Provided material START
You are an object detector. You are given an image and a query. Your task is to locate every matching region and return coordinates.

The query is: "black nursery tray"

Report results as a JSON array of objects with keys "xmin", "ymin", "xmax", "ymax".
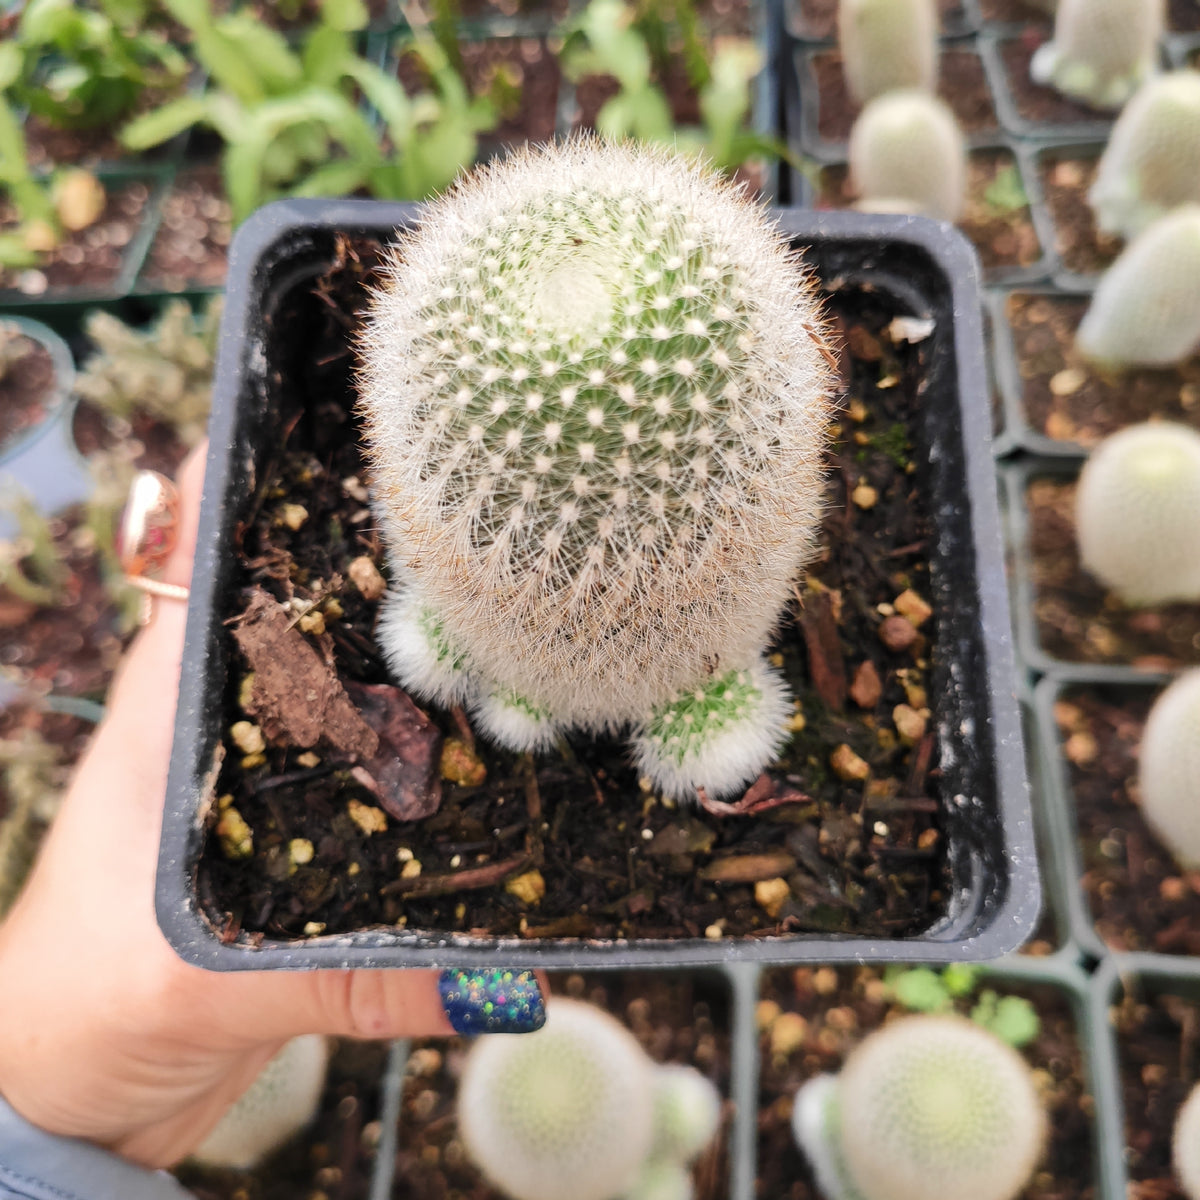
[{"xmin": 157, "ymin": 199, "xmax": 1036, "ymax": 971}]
Provided material END
Provided material START
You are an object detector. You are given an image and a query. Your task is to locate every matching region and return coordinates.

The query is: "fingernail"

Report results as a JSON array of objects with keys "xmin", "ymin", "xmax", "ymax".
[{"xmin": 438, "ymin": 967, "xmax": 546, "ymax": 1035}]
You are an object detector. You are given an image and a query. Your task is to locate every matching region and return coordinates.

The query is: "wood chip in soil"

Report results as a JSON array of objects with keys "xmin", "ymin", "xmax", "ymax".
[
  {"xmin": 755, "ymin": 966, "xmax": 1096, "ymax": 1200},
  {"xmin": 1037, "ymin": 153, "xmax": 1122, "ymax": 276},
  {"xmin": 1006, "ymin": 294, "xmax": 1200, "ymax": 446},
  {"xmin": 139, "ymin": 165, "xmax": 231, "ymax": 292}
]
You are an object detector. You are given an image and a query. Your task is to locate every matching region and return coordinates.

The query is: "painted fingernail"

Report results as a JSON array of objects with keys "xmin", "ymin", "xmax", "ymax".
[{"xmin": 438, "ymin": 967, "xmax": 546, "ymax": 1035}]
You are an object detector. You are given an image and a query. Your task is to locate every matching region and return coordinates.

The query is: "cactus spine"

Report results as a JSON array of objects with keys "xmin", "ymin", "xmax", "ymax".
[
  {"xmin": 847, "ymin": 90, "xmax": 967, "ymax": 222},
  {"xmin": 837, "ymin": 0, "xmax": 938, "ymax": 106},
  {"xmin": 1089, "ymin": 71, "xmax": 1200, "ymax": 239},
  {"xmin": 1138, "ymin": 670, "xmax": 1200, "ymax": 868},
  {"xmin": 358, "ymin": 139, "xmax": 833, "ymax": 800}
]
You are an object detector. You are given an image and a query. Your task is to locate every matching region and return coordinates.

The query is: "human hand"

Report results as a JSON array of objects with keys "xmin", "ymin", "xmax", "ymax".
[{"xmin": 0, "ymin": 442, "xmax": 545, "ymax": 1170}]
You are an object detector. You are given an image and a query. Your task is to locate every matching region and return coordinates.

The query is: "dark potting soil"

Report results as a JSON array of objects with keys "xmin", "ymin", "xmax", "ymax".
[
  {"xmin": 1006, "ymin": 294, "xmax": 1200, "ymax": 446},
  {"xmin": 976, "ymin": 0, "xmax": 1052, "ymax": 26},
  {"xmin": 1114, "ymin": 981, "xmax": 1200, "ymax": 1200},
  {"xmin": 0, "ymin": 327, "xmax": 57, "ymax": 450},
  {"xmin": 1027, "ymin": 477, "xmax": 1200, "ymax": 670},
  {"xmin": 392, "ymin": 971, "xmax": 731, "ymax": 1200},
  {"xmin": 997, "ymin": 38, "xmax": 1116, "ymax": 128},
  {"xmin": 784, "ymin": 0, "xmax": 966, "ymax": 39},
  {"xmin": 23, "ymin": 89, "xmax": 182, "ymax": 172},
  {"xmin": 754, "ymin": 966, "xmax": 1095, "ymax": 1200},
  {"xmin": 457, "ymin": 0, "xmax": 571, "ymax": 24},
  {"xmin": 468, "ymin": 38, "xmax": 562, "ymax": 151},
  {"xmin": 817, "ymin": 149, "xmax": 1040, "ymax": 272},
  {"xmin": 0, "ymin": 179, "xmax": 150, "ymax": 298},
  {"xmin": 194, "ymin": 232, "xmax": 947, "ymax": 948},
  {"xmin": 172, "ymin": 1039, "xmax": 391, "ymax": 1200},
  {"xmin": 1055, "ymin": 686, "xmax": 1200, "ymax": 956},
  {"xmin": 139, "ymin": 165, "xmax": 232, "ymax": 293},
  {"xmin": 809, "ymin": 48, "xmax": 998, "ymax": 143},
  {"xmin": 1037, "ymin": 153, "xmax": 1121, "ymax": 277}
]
Provided material END
Provided material START
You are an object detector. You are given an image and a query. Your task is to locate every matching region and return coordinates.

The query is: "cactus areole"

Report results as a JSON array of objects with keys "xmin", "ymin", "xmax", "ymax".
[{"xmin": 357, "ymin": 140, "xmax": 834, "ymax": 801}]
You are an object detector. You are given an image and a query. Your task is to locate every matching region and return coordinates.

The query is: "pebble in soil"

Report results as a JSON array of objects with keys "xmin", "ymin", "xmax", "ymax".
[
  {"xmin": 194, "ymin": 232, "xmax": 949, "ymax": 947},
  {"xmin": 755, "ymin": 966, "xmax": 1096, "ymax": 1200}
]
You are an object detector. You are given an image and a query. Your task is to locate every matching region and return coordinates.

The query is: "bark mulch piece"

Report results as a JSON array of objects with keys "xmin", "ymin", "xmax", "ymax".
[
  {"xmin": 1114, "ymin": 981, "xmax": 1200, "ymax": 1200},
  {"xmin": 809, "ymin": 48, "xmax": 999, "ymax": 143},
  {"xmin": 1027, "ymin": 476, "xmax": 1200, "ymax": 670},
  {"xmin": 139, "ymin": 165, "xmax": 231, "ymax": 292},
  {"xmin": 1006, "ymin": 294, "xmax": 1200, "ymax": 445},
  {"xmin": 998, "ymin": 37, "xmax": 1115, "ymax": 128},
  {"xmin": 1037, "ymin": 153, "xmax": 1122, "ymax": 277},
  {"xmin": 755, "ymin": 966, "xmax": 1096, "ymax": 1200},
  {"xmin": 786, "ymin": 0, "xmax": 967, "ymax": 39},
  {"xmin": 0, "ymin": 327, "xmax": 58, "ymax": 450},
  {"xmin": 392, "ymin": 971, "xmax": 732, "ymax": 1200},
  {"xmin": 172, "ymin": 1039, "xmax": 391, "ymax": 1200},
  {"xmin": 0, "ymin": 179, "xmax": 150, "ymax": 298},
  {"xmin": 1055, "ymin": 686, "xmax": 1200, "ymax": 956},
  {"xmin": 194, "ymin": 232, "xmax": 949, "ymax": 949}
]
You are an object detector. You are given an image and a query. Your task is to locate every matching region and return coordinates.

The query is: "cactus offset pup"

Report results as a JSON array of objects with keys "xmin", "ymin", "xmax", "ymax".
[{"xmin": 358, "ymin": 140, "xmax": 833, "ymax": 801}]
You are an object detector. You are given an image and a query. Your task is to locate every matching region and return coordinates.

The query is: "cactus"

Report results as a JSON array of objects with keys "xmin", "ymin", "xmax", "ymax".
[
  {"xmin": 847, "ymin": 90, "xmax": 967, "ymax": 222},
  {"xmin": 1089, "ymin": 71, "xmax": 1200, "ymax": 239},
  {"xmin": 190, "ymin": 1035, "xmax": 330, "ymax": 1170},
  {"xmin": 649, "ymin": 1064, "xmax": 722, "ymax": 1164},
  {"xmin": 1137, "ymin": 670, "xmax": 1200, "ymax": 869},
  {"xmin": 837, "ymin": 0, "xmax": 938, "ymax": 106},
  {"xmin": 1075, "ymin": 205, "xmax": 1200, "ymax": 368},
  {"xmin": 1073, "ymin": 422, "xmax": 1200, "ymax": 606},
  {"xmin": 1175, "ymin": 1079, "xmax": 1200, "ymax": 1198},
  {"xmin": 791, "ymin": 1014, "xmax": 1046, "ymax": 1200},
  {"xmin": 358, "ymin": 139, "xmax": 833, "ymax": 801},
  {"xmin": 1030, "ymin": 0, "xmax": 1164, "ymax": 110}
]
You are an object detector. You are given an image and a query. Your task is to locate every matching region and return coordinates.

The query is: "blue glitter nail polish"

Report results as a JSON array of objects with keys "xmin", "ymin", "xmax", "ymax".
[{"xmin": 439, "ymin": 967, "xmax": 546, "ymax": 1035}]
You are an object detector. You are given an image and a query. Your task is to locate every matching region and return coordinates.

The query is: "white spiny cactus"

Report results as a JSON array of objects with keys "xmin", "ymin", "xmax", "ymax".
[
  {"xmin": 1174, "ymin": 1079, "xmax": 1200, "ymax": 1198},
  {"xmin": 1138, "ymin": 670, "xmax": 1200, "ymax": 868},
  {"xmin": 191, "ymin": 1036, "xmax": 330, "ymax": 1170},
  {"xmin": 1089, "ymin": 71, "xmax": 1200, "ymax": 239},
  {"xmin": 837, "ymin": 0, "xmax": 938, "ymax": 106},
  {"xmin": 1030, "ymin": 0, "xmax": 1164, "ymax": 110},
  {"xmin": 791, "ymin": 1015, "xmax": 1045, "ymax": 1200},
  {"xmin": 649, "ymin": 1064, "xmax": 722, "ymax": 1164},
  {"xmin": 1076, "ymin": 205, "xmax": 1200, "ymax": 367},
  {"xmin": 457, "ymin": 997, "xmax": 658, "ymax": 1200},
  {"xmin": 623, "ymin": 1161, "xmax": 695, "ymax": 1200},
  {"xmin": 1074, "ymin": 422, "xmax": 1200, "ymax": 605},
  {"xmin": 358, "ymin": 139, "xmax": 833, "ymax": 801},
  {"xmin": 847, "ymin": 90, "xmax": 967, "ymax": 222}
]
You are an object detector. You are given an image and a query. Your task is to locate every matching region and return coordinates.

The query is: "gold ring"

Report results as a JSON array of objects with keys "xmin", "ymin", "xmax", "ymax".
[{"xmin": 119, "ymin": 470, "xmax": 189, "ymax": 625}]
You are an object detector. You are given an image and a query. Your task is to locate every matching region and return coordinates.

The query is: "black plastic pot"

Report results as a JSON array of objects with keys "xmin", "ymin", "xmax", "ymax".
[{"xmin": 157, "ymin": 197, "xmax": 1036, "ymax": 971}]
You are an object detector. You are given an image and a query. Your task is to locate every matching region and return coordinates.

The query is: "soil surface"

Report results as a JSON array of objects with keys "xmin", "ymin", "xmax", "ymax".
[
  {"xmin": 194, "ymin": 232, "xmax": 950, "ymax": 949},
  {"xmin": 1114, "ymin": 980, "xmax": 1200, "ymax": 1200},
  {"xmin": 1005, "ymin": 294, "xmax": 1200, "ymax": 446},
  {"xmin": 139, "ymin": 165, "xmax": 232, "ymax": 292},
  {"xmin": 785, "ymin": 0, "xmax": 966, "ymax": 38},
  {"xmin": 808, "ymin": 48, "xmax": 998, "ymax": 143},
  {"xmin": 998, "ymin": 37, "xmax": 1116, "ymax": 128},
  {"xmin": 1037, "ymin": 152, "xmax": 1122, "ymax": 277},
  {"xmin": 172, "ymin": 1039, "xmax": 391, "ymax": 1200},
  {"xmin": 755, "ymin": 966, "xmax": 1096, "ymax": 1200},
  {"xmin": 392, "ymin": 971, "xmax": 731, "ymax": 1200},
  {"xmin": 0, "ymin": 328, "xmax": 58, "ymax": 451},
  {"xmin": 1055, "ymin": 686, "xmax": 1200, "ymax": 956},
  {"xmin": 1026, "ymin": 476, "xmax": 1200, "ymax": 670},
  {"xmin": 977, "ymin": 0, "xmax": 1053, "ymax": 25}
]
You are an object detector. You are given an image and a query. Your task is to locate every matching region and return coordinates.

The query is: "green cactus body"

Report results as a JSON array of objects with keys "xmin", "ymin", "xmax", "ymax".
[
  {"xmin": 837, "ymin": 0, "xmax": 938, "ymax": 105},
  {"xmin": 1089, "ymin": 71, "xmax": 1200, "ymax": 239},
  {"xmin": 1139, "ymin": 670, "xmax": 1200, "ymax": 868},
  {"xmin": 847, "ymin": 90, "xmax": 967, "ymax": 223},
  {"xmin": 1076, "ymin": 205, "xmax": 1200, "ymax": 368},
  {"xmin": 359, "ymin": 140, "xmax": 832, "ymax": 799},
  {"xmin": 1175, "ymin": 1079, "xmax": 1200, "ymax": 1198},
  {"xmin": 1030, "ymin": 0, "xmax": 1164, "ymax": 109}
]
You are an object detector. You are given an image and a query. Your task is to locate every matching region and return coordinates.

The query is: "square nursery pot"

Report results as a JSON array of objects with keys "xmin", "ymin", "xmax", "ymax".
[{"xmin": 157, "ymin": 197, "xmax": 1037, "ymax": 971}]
Provided material END
Exercise instructions:
Gather each line of the listing containing the word "nursery" and show it.

Reply:
The query is: "black nursery tray"
The query is: "square nursery pot"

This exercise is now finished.